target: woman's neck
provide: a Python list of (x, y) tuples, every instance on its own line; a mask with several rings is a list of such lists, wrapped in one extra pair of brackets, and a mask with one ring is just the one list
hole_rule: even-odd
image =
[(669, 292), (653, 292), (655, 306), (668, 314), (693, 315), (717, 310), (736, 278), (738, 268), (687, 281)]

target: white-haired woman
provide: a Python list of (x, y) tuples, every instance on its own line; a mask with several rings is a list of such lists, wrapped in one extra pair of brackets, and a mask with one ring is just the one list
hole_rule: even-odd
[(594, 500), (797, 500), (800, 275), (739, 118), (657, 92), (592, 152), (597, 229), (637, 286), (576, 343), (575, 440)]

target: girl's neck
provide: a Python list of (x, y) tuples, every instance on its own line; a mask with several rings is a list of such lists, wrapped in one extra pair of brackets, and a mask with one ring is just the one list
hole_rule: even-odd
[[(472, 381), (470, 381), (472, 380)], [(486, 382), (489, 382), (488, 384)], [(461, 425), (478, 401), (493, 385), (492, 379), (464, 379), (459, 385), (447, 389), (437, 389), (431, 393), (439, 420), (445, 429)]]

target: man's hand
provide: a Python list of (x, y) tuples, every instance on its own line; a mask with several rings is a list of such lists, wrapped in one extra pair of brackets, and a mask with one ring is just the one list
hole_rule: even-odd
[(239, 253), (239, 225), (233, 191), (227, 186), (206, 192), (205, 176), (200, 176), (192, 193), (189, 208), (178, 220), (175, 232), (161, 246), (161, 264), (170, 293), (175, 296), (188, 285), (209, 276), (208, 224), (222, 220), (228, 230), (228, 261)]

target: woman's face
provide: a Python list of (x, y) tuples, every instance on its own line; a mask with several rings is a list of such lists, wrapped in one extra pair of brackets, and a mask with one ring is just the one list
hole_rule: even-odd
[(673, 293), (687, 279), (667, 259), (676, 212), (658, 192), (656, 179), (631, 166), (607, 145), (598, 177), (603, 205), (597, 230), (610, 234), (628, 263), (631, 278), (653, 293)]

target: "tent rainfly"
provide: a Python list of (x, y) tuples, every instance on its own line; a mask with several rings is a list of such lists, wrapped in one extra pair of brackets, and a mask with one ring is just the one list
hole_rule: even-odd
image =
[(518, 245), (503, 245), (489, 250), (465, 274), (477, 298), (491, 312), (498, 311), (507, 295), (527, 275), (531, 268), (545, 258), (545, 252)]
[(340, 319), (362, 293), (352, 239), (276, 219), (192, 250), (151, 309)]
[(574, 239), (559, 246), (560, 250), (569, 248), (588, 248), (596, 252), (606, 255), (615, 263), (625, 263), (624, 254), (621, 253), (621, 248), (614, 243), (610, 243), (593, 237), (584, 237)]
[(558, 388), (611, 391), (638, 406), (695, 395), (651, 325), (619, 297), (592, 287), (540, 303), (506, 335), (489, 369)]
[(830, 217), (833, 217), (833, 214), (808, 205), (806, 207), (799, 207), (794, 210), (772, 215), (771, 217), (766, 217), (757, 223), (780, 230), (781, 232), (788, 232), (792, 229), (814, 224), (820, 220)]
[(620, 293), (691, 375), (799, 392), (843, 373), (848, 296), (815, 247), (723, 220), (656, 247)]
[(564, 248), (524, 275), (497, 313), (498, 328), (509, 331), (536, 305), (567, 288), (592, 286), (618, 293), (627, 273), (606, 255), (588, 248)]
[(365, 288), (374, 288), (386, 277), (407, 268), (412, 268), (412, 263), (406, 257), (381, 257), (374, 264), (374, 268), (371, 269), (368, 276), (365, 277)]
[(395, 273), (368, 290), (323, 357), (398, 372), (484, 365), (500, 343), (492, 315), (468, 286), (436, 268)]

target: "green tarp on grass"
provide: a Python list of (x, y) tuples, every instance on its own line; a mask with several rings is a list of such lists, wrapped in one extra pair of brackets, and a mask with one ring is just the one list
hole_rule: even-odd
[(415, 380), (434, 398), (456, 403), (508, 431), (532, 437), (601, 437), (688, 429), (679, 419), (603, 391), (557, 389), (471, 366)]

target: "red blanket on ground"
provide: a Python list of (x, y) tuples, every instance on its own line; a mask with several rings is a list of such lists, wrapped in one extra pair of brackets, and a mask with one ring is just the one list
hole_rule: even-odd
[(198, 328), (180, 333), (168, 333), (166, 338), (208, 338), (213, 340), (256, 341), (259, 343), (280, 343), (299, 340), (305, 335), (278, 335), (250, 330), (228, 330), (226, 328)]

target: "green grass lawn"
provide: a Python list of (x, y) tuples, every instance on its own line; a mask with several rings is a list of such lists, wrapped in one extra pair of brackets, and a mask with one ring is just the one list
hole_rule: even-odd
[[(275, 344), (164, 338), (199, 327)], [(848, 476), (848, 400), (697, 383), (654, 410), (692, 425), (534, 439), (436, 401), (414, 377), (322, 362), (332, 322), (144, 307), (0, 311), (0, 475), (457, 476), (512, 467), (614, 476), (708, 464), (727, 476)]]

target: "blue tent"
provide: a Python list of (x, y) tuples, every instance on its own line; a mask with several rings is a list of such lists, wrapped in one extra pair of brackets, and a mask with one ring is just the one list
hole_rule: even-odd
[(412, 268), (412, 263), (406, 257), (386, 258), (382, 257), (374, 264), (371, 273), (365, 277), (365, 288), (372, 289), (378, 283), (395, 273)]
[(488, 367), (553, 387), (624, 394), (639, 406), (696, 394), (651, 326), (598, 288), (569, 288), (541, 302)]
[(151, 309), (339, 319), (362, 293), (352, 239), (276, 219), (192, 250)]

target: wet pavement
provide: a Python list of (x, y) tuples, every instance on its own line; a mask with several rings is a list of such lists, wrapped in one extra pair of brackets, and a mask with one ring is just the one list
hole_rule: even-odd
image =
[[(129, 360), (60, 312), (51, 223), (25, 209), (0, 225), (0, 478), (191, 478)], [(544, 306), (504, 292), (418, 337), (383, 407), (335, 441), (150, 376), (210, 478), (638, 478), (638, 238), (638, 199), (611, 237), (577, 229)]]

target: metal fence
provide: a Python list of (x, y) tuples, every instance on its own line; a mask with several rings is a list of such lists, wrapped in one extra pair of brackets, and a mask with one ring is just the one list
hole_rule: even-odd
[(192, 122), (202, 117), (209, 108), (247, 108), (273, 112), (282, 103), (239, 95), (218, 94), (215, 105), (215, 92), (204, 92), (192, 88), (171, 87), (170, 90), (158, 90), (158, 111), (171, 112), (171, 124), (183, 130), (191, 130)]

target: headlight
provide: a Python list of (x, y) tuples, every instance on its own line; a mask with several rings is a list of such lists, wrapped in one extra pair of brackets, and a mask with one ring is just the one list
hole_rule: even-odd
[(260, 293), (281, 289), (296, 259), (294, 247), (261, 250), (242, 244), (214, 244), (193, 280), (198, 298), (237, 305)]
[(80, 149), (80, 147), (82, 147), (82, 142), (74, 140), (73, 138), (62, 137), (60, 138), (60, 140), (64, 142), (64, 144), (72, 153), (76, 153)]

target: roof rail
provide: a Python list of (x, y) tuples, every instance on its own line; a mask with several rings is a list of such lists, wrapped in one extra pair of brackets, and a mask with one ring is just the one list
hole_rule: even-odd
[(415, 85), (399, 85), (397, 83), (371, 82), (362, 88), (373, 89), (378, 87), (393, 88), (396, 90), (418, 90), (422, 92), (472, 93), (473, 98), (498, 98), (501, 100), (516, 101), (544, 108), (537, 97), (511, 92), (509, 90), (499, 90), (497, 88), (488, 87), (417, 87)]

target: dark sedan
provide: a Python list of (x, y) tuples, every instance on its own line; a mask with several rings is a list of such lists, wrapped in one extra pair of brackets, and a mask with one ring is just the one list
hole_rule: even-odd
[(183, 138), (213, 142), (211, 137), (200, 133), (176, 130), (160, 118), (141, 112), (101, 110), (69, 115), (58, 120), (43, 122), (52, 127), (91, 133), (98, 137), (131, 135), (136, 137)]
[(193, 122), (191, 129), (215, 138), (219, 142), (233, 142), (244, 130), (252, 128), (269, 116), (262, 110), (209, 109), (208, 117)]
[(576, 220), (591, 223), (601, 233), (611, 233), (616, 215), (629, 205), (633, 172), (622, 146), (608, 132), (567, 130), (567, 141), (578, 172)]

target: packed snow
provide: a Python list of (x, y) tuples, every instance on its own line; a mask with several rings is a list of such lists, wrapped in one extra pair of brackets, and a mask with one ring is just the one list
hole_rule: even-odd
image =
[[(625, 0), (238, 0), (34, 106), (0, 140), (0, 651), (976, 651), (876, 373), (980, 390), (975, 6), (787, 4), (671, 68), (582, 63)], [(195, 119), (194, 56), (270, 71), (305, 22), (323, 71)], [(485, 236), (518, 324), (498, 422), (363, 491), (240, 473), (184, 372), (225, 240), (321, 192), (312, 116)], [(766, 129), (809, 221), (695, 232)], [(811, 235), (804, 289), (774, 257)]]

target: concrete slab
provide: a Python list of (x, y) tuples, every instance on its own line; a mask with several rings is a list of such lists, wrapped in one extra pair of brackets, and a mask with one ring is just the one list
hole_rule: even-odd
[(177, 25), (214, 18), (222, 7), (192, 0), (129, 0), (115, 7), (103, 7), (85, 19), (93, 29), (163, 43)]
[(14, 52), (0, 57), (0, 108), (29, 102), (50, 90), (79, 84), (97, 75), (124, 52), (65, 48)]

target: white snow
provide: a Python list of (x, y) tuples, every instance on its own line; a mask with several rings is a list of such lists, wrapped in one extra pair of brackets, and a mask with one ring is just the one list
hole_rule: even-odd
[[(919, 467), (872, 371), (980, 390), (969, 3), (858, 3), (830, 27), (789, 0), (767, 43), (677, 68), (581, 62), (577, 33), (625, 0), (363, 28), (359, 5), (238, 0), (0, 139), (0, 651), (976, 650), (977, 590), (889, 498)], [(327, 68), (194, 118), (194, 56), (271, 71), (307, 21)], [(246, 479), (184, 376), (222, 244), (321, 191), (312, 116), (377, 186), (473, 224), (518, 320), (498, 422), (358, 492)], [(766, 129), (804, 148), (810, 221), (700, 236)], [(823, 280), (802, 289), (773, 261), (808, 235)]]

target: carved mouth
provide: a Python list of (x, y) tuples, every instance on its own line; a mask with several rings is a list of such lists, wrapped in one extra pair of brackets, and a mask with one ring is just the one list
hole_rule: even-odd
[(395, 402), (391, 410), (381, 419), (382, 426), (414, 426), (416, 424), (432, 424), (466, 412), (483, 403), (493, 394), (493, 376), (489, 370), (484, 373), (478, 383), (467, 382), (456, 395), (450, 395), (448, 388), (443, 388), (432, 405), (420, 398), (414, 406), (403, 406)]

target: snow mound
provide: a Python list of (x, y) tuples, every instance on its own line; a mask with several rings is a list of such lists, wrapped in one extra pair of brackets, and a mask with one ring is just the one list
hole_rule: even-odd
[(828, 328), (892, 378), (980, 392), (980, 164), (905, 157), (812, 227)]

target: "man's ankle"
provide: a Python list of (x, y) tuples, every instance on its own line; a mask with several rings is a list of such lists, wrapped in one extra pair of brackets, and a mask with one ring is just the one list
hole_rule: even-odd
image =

**Exercise directions**.
Look through the entries above, find each line containing "green", and copy it.

**Written response**.
target: "green tarp on grass"
target: "green grass lawn"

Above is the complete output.